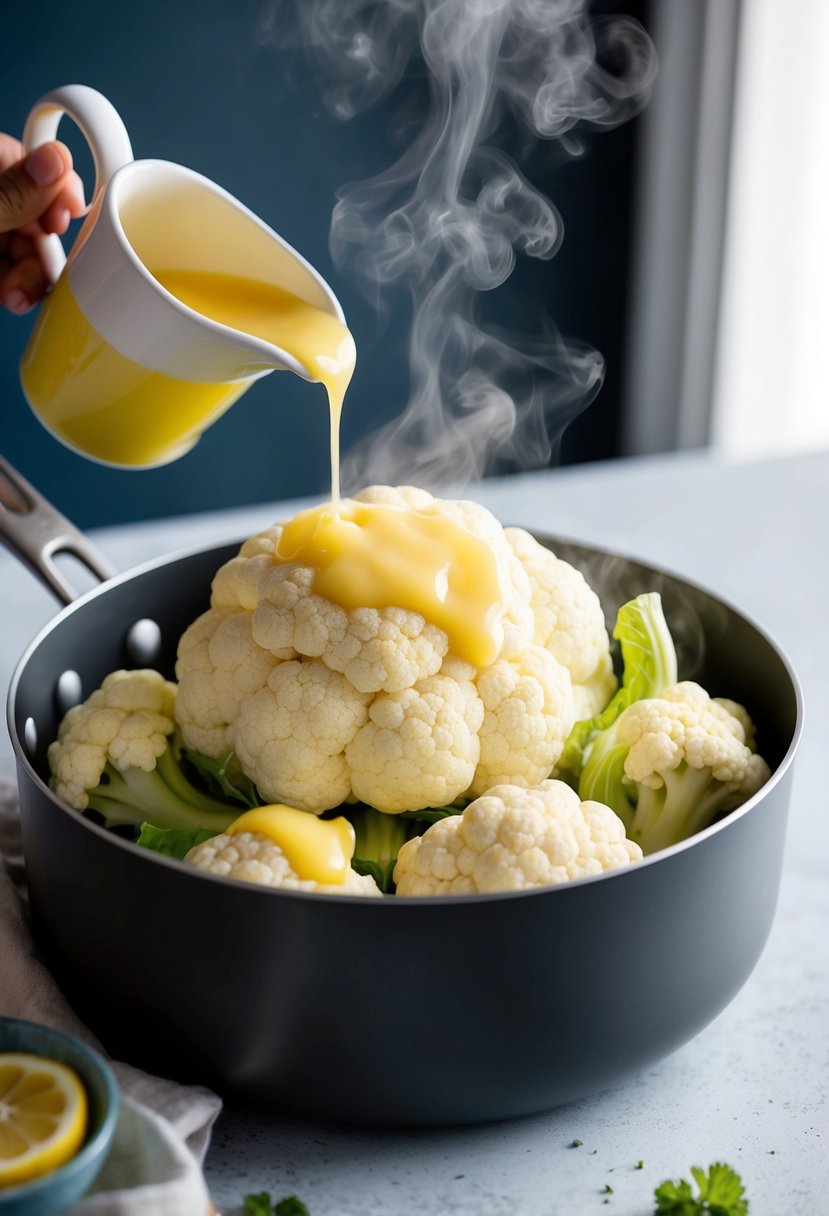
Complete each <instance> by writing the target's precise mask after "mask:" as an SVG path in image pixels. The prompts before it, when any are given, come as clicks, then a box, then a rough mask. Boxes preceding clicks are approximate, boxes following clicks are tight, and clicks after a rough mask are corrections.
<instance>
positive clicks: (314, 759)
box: [235, 659, 371, 814]
mask: <svg viewBox="0 0 829 1216" xmlns="http://www.w3.org/2000/svg"><path fill="white" fill-rule="evenodd" d="M370 699H371V698H370V697H368V696H366V694H365V693H360V692H357V689H356V688H355V687H354V686H353V685H350V683H349V681H348V680H346V679H345V677H344V676H342V675H339V672H337V671H332V670H331V669H329V668H327V666H326V665H325V663H322V662H320V659H309V660H306V662H304V663H300V662H298V660H292V662H291V663H281V664H280V665H278V666H276V668H273V670H272V671H271V674H270V676H269V679H267V685H266V687H265V688H260V689H259V691H258V692H255V693H253V694H252V696H249V697H247V698H246V699H244V700H243V702H242V704H241V706H239V710H238V715H237V719H236V730H235V738H236V748H237V755H238V758H239V762H241V764H242V767H243V770H244V772H246V773H247V775H248V776H249V777H250V778H252V781H253V782H254V784H255V786H256V788H258V790H259V793H260V795H261V796H263V798H264V799H265V801H271V803H288V804H289V805H291V806H297V807H298V809H299V810H301V811H314V812H315V814H320V812H322V811H327V810H329V809H331V807H332V806H338V805H339V804H340V803H343V801H345V799H346V798H348V796H349V794H350V789H351V783H350V773H349V765H348V764H346V760H345V755H344V750H345V748H346V745H348V744H349V743H350V742H351V739H354V737H355V734H356V733H357V731H359V730H360V727H361V726H362V725H363V722H365V721H366V717H367V713H368V711H367V704H368V702H370Z"/></svg>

========================================================================

• _ASSIGNMENT_
Please write out exactly, and only, the lines from the beginning of the entries through the line containing "positive clicks: (314, 759)", including both and skipping all pictures.

• _EXERCISE ANSWER_
Complete each <instance> by writing the target's precise mask after "mask:" as an SVG path in image pixels. The prompts before it, when any are given, come as clicks, then a box, then a rough mask. Boxes preceding clicks are approximate, boxes following clicks are tight, and clicks after a rough mask are corrections.
<instance>
positive clicks: (314, 759)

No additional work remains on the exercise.